* **Exercise prompt**:
Go through the records and copy each line where the word "cloud" occurs.

-- Data follows --

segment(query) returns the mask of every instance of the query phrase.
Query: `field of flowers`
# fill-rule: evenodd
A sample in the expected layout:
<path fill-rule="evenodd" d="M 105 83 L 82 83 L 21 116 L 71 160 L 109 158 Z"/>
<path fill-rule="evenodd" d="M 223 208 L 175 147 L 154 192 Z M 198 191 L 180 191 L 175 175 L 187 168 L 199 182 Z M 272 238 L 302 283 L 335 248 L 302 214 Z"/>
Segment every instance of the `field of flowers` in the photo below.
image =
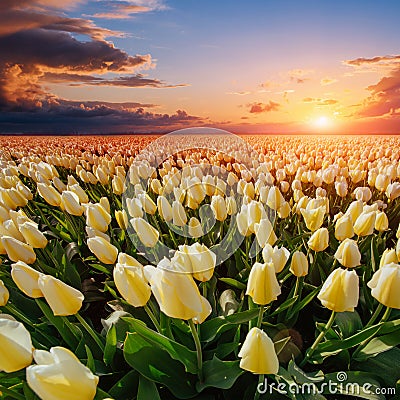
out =
<path fill-rule="evenodd" d="M 0 137 L 0 164 L 1 399 L 400 396 L 400 137 Z"/>

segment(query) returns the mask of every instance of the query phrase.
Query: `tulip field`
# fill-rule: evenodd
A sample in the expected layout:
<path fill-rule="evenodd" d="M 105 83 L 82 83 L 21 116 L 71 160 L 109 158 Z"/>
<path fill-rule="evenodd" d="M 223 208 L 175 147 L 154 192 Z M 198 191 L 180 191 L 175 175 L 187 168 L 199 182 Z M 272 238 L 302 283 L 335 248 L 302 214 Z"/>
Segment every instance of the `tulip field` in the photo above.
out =
<path fill-rule="evenodd" d="M 0 164 L 1 399 L 400 398 L 400 136 L 3 136 Z"/>

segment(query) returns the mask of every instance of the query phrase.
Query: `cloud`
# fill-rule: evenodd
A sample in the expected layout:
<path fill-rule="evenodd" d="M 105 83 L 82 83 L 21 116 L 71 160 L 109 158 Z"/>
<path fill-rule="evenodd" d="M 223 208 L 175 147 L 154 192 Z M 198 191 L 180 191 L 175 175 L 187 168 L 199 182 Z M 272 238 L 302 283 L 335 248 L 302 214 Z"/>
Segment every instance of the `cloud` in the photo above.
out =
<path fill-rule="evenodd" d="M 398 67 L 400 66 L 400 55 L 377 56 L 372 58 L 359 57 L 353 60 L 343 61 L 345 65 L 352 67 L 362 67 L 365 65 L 380 65 L 385 67 Z"/>
<path fill-rule="evenodd" d="M 336 83 L 338 80 L 334 78 L 322 78 L 320 80 L 321 86 L 328 86 L 332 85 L 333 83 Z"/>
<path fill-rule="evenodd" d="M 278 111 L 281 108 L 281 105 L 270 100 L 268 103 L 250 103 L 247 104 L 247 107 L 250 108 L 249 112 L 251 114 L 259 114 L 264 112 Z"/>
<path fill-rule="evenodd" d="M 314 70 L 312 69 L 292 69 L 288 71 L 289 79 L 292 82 L 296 83 L 304 83 L 306 81 L 309 81 L 309 75 L 312 75 L 314 73 Z"/>
<path fill-rule="evenodd" d="M 314 97 L 305 97 L 303 103 L 315 103 L 317 106 L 332 106 L 338 103 L 335 99 L 318 99 Z"/>
<path fill-rule="evenodd" d="M 243 90 L 243 91 L 240 91 L 240 92 L 227 92 L 226 94 L 232 94 L 232 95 L 235 95 L 235 96 L 246 96 L 248 94 L 251 94 L 251 92 L 249 92 L 247 90 Z"/>
<path fill-rule="evenodd" d="M 102 2 L 110 11 L 98 12 L 91 17 L 101 19 L 128 19 L 136 14 L 148 13 L 151 11 L 165 10 L 167 7 L 162 1 L 158 0 L 138 0 L 138 1 L 118 1 Z"/>

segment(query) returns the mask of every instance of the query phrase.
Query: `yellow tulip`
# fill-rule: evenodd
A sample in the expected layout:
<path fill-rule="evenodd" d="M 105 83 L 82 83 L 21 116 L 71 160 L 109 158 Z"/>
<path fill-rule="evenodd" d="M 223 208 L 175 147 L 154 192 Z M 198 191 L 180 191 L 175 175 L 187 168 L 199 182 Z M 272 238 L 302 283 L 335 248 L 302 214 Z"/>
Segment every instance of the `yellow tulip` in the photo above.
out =
<path fill-rule="evenodd" d="M 157 244 L 160 233 L 147 221 L 143 218 L 131 218 L 131 224 L 139 240 L 146 247 L 154 247 Z"/>
<path fill-rule="evenodd" d="M 7 304 L 9 297 L 10 293 L 6 288 L 6 285 L 4 285 L 4 282 L 0 279 L 0 307 Z"/>
<path fill-rule="evenodd" d="M 35 350 L 36 364 L 26 369 L 29 387 L 42 400 L 93 400 L 99 378 L 70 350 Z"/>
<path fill-rule="evenodd" d="M 275 267 L 272 263 L 256 262 L 250 271 L 246 294 L 256 304 L 269 304 L 281 294 L 281 288 L 276 279 Z"/>
<path fill-rule="evenodd" d="M 61 204 L 61 195 L 53 187 L 44 183 L 37 184 L 37 191 L 43 199 L 51 206 L 58 207 Z"/>
<path fill-rule="evenodd" d="M 265 247 L 267 244 L 273 246 L 278 240 L 274 228 L 268 218 L 264 218 L 259 223 L 254 224 L 254 229 L 260 247 Z"/>
<path fill-rule="evenodd" d="M 7 252 L 7 256 L 11 261 L 23 261 L 27 264 L 33 264 L 36 261 L 36 254 L 33 248 L 10 236 L 3 236 L 1 243 Z"/>
<path fill-rule="evenodd" d="M 386 188 L 386 196 L 389 200 L 397 199 L 400 196 L 400 182 L 393 182 Z"/>
<path fill-rule="evenodd" d="M 111 215 L 100 204 L 87 204 L 85 206 L 86 225 L 97 229 L 100 232 L 106 232 L 111 222 Z"/>
<path fill-rule="evenodd" d="M 107 197 L 101 197 L 99 200 L 99 204 L 110 214 L 111 213 L 111 208 L 110 208 L 110 202 Z"/>
<path fill-rule="evenodd" d="M 172 207 L 169 201 L 164 196 L 157 197 L 157 208 L 161 218 L 166 221 L 172 221 Z"/>
<path fill-rule="evenodd" d="M 352 239 L 345 239 L 336 250 L 335 258 L 346 268 L 354 268 L 360 265 L 361 253 L 357 242 Z"/>
<path fill-rule="evenodd" d="M 40 275 L 38 287 L 54 315 L 74 315 L 82 307 L 83 294 L 51 275 Z"/>
<path fill-rule="evenodd" d="M 114 264 L 118 256 L 118 249 L 101 236 L 87 240 L 89 250 L 104 264 Z"/>
<path fill-rule="evenodd" d="M 125 210 L 116 210 L 115 219 L 117 220 L 118 226 L 125 231 L 128 228 L 129 220 L 128 214 Z"/>
<path fill-rule="evenodd" d="M 356 272 L 337 268 L 328 276 L 317 297 L 329 310 L 354 311 L 358 304 L 358 292 L 359 282 Z"/>
<path fill-rule="evenodd" d="M 240 368 L 253 374 L 276 374 L 279 360 L 271 338 L 259 328 L 251 328 L 238 356 Z"/>
<path fill-rule="evenodd" d="M 119 253 L 113 276 L 115 286 L 130 305 L 143 307 L 149 301 L 151 289 L 139 261 L 128 254 Z"/>
<path fill-rule="evenodd" d="M 211 304 L 205 297 L 200 296 L 200 301 L 203 308 L 199 314 L 197 314 L 195 317 L 192 318 L 195 324 L 202 324 L 211 314 L 212 311 Z"/>
<path fill-rule="evenodd" d="M 22 261 L 11 264 L 11 277 L 18 289 L 29 297 L 43 297 L 43 293 L 39 288 L 38 280 L 42 273 L 31 268 Z"/>
<path fill-rule="evenodd" d="M 386 264 L 397 263 L 400 261 L 397 258 L 396 250 L 395 249 L 385 249 L 382 253 L 381 261 L 379 263 L 379 268 L 382 268 Z"/>
<path fill-rule="evenodd" d="M 192 319 L 204 312 L 204 300 L 192 276 L 175 269 L 164 258 L 157 268 L 144 267 L 144 275 L 161 311 L 172 318 Z"/>
<path fill-rule="evenodd" d="M 112 179 L 111 186 L 115 194 L 121 195 L 126 190 L 125 179 L 120 175 L 115 175 Z"/>
<path fill-rule="evenodd" d="M 46 236 L 39 231 L 37 225 L 32 222 L 24 222 L 18 226 L 19 231 L 25 239 L 25 242 L 35 249 L 44 249 L 47 246 Z"/>
<path fill-rule="evenodd" d="M 89 202 L 88 195 L 82 189 L 82 187 L 79 185 L 79 183 L 75 183 L 73 185 L 68 184 L 68 191 L 75 193 L 78 196 L 80 203 L 86 204 Z"/>
<path fill-rule="evenodd" d="M 199 238 L 203 236 L 203 228 L 200 221 L 196 217 L 190 218 L 188 222 L 189 235 L 192 238 Z"/>
<path fill-rule="evenodd" d="M 217 221 L 226 220 L 228 213 L 226 209 L 225 199 L 222 196 L 220 195 L 212 196 L 210 206 L 211 209 L 213 210 L 215 219 Z"/>
<path fill-rule="evenodd" d="M 264 262 L 272 263 L 274 265 L 275 272 L 279 273 L 285 267 L 290 256 L 290 252 L 285 247 L 272 247 L 269 243 L 267 243 L 262 250 L 262 256 Z"/>
<path fill-rule="evenodd" d="M 375 187 L 380 191 L 384 192 L 390 183 L 390 177 L 386 174 L 379 174 L 375 178 Z"/>
<path fill-rule="evenodd" d="M 383 211 L 378 211 L 376 213 L 375 229 L 378 232 L 384 232 L 387 231 L 388 228 L 389 228 L 389 220 L 387 215 Z"/>
<path fill-rule="evenodd" d="M 283 204 L 278 208 L 278 217 L 281 219 L 285 219 L 290 215 L 290 204 L 285 201 Z"/>
<path fill-rule="evenodd" d="M 132 218 L 141 218 L 143 217 L 143 208 L 142 203 L 139 199 L 127 198 L 126 199 L 126 208 L 128 209 L 128 213 Z"/>
<path fill-rule="evenodd" d="M 297 277 L 308 274 L 307 256 L 302 251 L 295 251 L 290 262 L 290 272 Z"/>
<path fill-rule="evenodd" d="M 78 195 L 69 190 L 62 192 L 60 207 L 71 215 L 80 216 L 83 214 L 83 206 L 79 203 Z"/>
<path fill-rule="evenodd" d="M 374 232 L 376 212 L 362 212 L 354 223 L 354 233 L 358 236 L 368 236 Z"/>
<path fill-rule="evenodd" d="M 272 186 L 268 191 L 267 206 L 272 208 L 273 210 L 278 210 L 282 206 L 284 201 L 285 199 L 282 196 L 279 188 L 276 186 Z"/>
<path fill-rule="evenodd" d="M 179 246 L 171 262 L 180 264 L 195 279 L 205 282 L 212 278 L 216 260 L 217 256 L 207 246 L 193 243 L 191 246 Z"/>
<path fill-rule="evenodd" d="M 140 193 L 138 199 L 142 204 L 143 210 L 150 215 L 155 214 L 157 211 L 157 205 L 154 203 L 152 198 L 147 193 Z"/>
<path fill-rule="evenodd" d="M 177 200 L 172 202 L 172 222 L 176 226 L 185 226 L 187 222 L 185 208 Z"/>
<path fill-rule="evenodd" d="M 353 222 L 350 215 L 343 215 L 335 223 L 335 238 L 345 240 L 354 236 Z"/>
<path fill-rule="evenodd" d="M 19 371 L 32 362 L 32 340 L 28 330 L 11 315 L 0 314 L 0 371 Z"/>
<path fill-rule="evenodd" d="M 226 212 L 228 215 L 233 215 L 237 213 L 237 204 L 233 196 L 229 196 L 225 199 Z"/>
<path fill-rule="evenodd" d="M 379 268 L 367 283 L 371 295 L 386 307 L 400 309 L 400 265 L 391 263 Z"/>
<path fill-rule="evenodd" d="M 314 251 L 323 251 L 329 245 L 329 232 L 326 228 L 319 228 L 310 237 L 307 242 L 308 247 Z"/>
<path fill-rule="evenodd" d="M 346 215 L 351 216 L 351 219 L 354 224 L 354 222 L 356 222 L 357 218 L 360 216 L 362 212 L 363 212 L 363 202 L 362 200 L 357 200 L 350 203 L 349 207 L 346 210 Z"/>
<path fill-rule="evenodd" d="M 314 232 L 321 228 L 321 225 L 324 222 L 325 207 L 318 207 L 312 210 L 301 209 L 300 212 L 303 215 L 304 222 L 310 231 Z"/>

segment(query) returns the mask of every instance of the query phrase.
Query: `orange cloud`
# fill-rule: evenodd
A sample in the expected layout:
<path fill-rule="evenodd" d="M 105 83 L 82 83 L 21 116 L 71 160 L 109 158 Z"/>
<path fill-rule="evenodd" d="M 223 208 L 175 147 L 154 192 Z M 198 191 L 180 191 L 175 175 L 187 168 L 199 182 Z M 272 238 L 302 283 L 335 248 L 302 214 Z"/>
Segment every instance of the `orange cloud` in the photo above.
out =
<path fill-rule="evenodd" d="M 249 112 L 251 114 L 259 114 L 264 112 L 278 111 L 281 108 L 281 104 L 270 100 L 268 103 L 250 103 L 247 104 L 247 107 L 250 108 Z"/>

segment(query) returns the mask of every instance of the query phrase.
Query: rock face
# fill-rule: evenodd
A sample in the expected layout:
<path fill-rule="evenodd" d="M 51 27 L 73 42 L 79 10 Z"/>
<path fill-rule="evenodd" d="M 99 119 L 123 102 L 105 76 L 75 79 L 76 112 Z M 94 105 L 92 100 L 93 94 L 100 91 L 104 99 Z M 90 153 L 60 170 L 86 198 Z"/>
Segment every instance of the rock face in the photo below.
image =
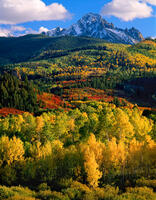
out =
<path fill-rule="evenodd" d="M 143 40 L 142 34 L 135 28 L 120 29 L 108 23 L 99 14 L 88 13 L 76 24 L 67 29 L 57 27 L 46 33 L 49 36 L 88 36 L 105 39 L 109 42 L 134 44 Z"/>

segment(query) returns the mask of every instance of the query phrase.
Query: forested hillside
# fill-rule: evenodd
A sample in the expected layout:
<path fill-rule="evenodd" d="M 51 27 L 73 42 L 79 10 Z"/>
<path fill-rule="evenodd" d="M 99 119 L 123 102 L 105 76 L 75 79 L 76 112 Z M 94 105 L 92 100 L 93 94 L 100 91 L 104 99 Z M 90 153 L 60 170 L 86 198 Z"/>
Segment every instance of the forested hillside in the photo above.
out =
<path fill-rule="evenodd" d="M 0 200 L 155 200 L 155 40 L 0 43 Z"/>
<path fill-rule="evenodd" d="M 37 92 L 33 84 L 24 77 L 24 81 L 15 76 L 4 74 L 0 76 L 0 107 L 17 108 L 34 112 L 39 108 Z"/>
<path fill-rule="evenodd" d="M 47 49 L 68 50 L 102 42 L 104 40 L 72 36 L 48 37 L 42 34 L 0 37 L 0 64 L 29 61 Z"/>

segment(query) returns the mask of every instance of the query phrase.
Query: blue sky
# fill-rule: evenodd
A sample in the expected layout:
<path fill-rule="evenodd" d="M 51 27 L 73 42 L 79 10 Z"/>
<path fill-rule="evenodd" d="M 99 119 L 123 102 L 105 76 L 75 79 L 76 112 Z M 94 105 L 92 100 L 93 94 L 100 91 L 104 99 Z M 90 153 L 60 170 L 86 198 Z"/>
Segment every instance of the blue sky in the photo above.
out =
<path fill-rule="evenodd" d="M 0 0 L 0 36 L 66 28 L 88 12 L 156 37 L 156 0 Z"/>

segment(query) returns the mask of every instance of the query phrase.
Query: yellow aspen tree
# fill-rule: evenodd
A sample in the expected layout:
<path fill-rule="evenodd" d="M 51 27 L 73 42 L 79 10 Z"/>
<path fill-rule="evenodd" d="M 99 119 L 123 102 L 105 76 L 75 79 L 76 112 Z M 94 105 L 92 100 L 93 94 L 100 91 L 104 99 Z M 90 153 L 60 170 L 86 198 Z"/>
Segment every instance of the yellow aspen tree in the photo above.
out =
<path fill-rule="evenodd" d="M 120 140 L 118 143 L 118 160 L 119 160 L 119 169 L 124 178 L 125 175 L 125 166 L 127 159 L 127 149 L 124 141 Z"/>
<path fill-rule="evenodd" d="M 24 123 L 24 119 L 22 115 L 11 116 L 9 120 L 9 131 L 20 132 L 22 129 L 23 123 Z"/>
<path fill-rule="evenodd" d="M 12 152 L 13 161 L 23 160 L 24 156 L 24 147 L 23 142 L 16 138 L 15 136 L 10 140 L 10 148 Z"/>
<path fill-rule="evenodd" d="M 96 162 L 100 167 L 103 158 L 104 144 L 101 142 L 97 142 L 95 135 L 91 133 L 90 137 L 88 138 L 87 145 L 89 149 L 94 152 Z"/>
<path fill-rule="evenodd" d="M 44 126 L 44 120 L 42 116 L 36 117 L 36 132 L 41 132 Z"/>
<path fill-rule="evenodd" d="M 9 118 L 5 117 L 4 119 L 0 119 L 0 132 L 8 131 L 9 129 Z"/>
<path fill-rule="evenodd" d="M 150 147 L 150 155 L 149 155 L 149 159 L 151 161 L 151 169 L 155 169 L 156 168 L 156 142 L 154 142 L 154 144 L 149 145 Z"/>
<path fill-rule="evenodd" d="M 114 126 L 114 135 L 117 139 L 131 139 L 134 135 L 133 126 L 129 122 L 129 117 L 120 108 L 116 108 L 115 112 L 116 124 Z"/>
<path fill-rule="evenodd" d="M 100 165 L 102 162 L 102 145 L 96 141 L 95 135 L 91 134 L 86 144 L 80 145 L 83 154 L 84 169 L 87 174 L 87 182 L 90 187 L 96 188 L 102 177 Z"/>
<path fill-rule="evenodd" d="M 135 138 L 129 144 L 127 163 L 130 173 L 137 173 L 137 170 L 141 171 L 143 145 L 143 142 L 139 142 Z"/>
<path fill-rule="evenodd" d="M 42 157 L 42 152 L 41 152 L 41 143 L 39 141 L 36 141 L 32 144 L 30 147 L 30 154 L 33 159 L 39 159 Z"/>
<path fill-rule="evenodd" d="M 24 159 L 23 142 L 15 136 L 9 140 L 7 136 L 0 139 L 0 160 L 8 165 Z"/>
<path fill-rule="evenodd" d="M 48 155 L 51 155 L 52 153 L 52 146 L 51 146 L 51 143 L 50 142 L 47 142 L 46 144 L 44 144 L 42 147 L 41 147 L 41 151 L 42 151 L 42 156 L 43 157 L 46 157 Z"/>
<path fill-rule="evenodd" d="M 24 120 L 24 123 L 22 124 L 23 127 L 22 127 L 22 131 L 26 131 L 28 129 L 35 129 L 35 126 L 36 126 L 36 122 L 35 122 L 35 117 L 30 114 L 30 113 L 24 113 L 23 114 L 23 120 Z"/>
<path fill-rule="evenodd" d="M 152 130 L 152 121 L 142 116 L 138 109 L 133 110 L 130 122 L 134 127 L 135 136 L 139 140 L 144 140 L 145 136 Z"/>
<path fill-rule="evenodd" d="M 90 187 L 98 187 L 102 173 L 99 171 L 99 166 L 95 160 L 95 154 L 93 151 L 90 151 L 89 147 L 84 151 L 84 168 L 87 174 L 87 182 Z"/>
<path fill-rule="evenodd" d="M 103 172 L 108 174 L 109 171 L 113 170 L 116 173 L 122 173 L 124 175 L 126 158 L 127 153 L 124 142 L 120 140 L 117 143 L 116 138 L 113 137 L 103 148 Z"/>
<path fill-rule="evenodd" d="M 50 142 L 45 143 L 42 145 L 39 141 L 33 143 L 30 147 L 30 154 L 31 157 L 34 159 L 39 159 L 42 157 L 46 157 L 52 153 L 52 146 Z"/>
<path fill-rule="evenodd" d="M 42 116 L 36 117 L 36 132 L 37 132 L 37 138 L 39 141 L 41 140 L 41 131 L 44 127 L 44 120 Z"/>
<path fill-rule="evenodd" d="M 114 113 L 112 112 L 112 108 L 105 108 L 106 114 L 101 116 L 99 123 L 99 137 L 100 140 L 110 140 L 113 137 L 114 126 L 116 124 L 116 119 Z"/>
<path fill-rule="evenodd" d="M 63 148 L 63 143 L 60 140 L 54 140 L 52 143 L 52 152 L 54 155 L 56 154 L 62 154 L 62 152 L 64 151 Z"/>
<path fill-rule="evenodd" d="M 143 145 L 143 165 L 147 176 L 156 167 L 156 143 L 149 135 L 145 136 Z"/>
<path fill-rule="evenodd" d="M 115 137 L 108 142 L 107 153 L 109 155 L 110 165 L 116 167 L 118 165 L 118 145 Z"/>

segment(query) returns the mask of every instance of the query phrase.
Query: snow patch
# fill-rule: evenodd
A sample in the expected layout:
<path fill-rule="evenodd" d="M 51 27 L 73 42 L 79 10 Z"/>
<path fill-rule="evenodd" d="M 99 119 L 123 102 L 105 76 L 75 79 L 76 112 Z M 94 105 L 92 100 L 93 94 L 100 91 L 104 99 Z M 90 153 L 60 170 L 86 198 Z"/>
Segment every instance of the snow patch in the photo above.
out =
<path fill-rule="evenodd" d="M 73 27 L 74 27 L 75 32 L 76 32 L 77 35 L 80 35 L 82 33 L 82 31 L 81 31 L 81 29 L 80 29 L 78 24 L 74 24 Z"/>

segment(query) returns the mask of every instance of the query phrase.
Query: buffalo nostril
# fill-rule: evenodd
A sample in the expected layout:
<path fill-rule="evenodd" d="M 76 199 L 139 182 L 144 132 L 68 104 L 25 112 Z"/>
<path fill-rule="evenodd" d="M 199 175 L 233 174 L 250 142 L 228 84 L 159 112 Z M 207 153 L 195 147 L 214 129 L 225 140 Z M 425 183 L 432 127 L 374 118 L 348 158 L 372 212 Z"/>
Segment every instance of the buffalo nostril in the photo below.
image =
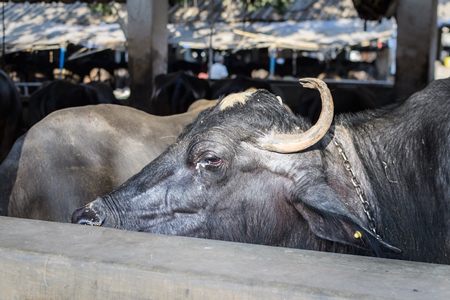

-- Data concluded --

* **Answer to this task**:
Query: `cloud`
Segment every instance of the `cloud` in the photo above.
Query: `orange cloud`
Segment every instance of the `orange cloud` in the photo above.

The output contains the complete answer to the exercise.